» TASK BRIEF
I need the lines below from the one with "For the audit set, annotate each instance of the mountain" down to the one with "For the audit set, annotate each instance of the ski" reproduced exactly, both ends included, and nothing else.

» DATA FOR ANALYSIS
*** Block opens ***
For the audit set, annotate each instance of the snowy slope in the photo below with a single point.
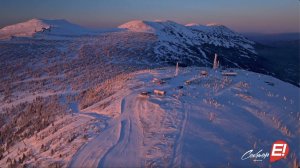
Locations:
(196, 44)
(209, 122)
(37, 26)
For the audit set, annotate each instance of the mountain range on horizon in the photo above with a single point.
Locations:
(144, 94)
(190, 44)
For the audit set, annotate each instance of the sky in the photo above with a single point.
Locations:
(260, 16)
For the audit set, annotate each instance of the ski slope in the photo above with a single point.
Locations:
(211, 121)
*** Block closes ***
*** Block opens ***
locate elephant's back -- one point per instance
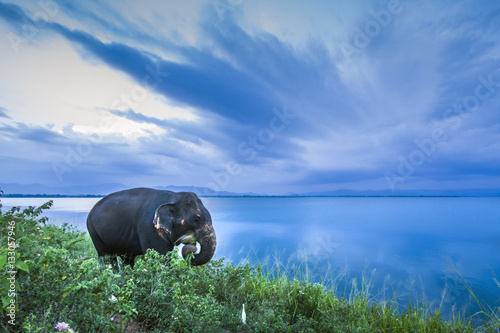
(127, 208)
*** Block closes ***
» EXERCISE RESULT
For the audit set, annotate each instance of the mountain range on horizon in the photo above with a single point.
Locations:
(144, 94)
(190, 44)
For the audit set, annotate each instance of the sky in the photo above with a single point.
Locations:
(260, 16)
For the audit set, annotate each instance of the ski slope in the photo above with a single point.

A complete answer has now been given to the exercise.